LISTED ENTRIES below:

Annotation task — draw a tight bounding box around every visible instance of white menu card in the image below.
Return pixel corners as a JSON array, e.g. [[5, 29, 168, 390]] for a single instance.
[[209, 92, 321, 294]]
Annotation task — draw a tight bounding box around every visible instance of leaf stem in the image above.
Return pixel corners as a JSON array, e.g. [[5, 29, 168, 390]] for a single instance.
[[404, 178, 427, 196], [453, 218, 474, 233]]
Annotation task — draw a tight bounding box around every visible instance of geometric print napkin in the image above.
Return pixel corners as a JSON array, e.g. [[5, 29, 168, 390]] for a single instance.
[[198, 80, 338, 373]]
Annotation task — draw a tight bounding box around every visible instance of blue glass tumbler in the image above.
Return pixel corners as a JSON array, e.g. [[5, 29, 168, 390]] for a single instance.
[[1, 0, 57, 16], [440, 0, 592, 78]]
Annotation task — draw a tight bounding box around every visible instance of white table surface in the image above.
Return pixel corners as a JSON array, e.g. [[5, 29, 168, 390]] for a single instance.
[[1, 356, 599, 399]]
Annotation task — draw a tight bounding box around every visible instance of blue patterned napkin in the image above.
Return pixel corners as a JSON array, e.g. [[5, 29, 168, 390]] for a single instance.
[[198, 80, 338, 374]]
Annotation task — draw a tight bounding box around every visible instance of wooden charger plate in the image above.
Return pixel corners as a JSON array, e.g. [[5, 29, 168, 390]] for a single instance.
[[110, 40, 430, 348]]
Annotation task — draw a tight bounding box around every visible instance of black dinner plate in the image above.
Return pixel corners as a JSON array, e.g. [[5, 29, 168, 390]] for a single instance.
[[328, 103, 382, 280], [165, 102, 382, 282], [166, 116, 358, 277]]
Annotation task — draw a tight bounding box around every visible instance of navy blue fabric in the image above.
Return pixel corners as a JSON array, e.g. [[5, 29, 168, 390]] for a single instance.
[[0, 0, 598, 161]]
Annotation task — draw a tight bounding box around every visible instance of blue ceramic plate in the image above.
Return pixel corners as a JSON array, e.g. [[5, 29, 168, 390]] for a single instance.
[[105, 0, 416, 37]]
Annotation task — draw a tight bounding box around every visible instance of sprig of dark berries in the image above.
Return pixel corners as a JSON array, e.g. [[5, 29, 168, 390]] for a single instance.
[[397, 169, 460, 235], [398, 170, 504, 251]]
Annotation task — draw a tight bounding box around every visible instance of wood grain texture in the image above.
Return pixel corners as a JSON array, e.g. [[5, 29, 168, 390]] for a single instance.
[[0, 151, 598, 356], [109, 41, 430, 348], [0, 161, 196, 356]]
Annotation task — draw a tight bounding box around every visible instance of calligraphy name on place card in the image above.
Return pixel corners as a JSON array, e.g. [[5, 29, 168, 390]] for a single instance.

End of LISTED ENTRIES.

WORK TO BE COMPLETED: What is needed is an exact copy of all the records.

SOLUTION:
Annotation task — draw a tight bounding box around every visible instance of white menu card in the image below.
Return pixel corners as a JSON array, e.g. [[5, 29, 168, 390]] for a single instance.
[[209, 92, 321, 294]]
Annotation task — draw a tight bounding box around every visible instance of leaf stem in the image above.
Return pixel corners as a JSON array, e.g. [[5, 29, 168, 390]] for a single instance.
[[404, 178, 427, 196], [453, 218, 474, 233]]
Annotation task — draw a tight bounding box around every visible instance of geometric print napkin in the image above.
Return pixel corners as a JSON array, e.g. [[5, 29, 168, 390]] for a single instance.
[[198, 80, 338, 373]]
Annotation task — draw a tight bounding box around every visible instance of blue glass tumbler in the image above.
Return pixel corners as a JSON array, e.g. [[5, 29, 168, 390]] for a single instance.
[[1, 0, 57, 16], [440, 0, 592, 78]]
Annotation task — draw a tight bounding box around every visible instance of white table surface in the image above.
Return pixel corners as a JSON array, e.g. [[5, 29, 168, 390]] for a single instance.
[[1, 356, 599, 399]]
Annotation task — draw a tight bounding box around every visible instance of blue patterned napkin in the image above.
Return pixel corners as a JSON array, e.g. [[5, 29, 168, 390]] for a single instance.
[[198, 80, 338, 374]]
Annotation task — draw a tight bounding box around every visible instance of wooden charger plate in the image above.
Return pixel corners as a JSON array, e.g. [[5, 29, 168, 390]] for a single instance.
[[110, 40, 430, 348]]
Annotation task — draw a tight bounding box around every visible instance of black dinner plate in the image above.
Return pixel corners as a JSON array, e.g. [[5, 29, 168, 390]] for a single instance.
[[328, 103, 382, 280], [165, 102, 382, 282], [166, 116, 358, 277]]
Annotation task — draw a tight bounding box around every visible instance of navy blue fabric in the image above.
Return pixel corners as a JSON array, e.g. [[5, 29, 168, 390]] for a single instance.
[[0, 0, 598, 161]]
Annotation task — draw a tight bounding box around every visible instance of blue ceramic plate in the image above.
Return pixel corners as a JSON array, e.g. [[5, 29, 168, 390]] for a single instance.
[[105, 0, 416, 37]]
Annotation task — draw a tight bounding box around every visible instance of sprig of dark berries in the image above.
Return pixel corners as a JSON array, e.g. [[5, 29, 168, 390]] for a single instance.
[[397, 169, 460, 235], [398, 170, 504, 251]]
Annotation task — draw a tight bounding box around every visible instance of wood grain texture in the image above.
Return pixel corners as a JSON array, e.g. [[5, 29, 168, 390]] for a single instance.
[[0, 151, 598, 356], [109, 41, 430, 348], [0, 161, 196, 356]]
Annotation task — draw a tight bounding box around every visible instance of calligraphy name on place card in the image above.
Return pixel corners as a JSON array, e.g. [[5, 29, 168, 390]] for a single instance.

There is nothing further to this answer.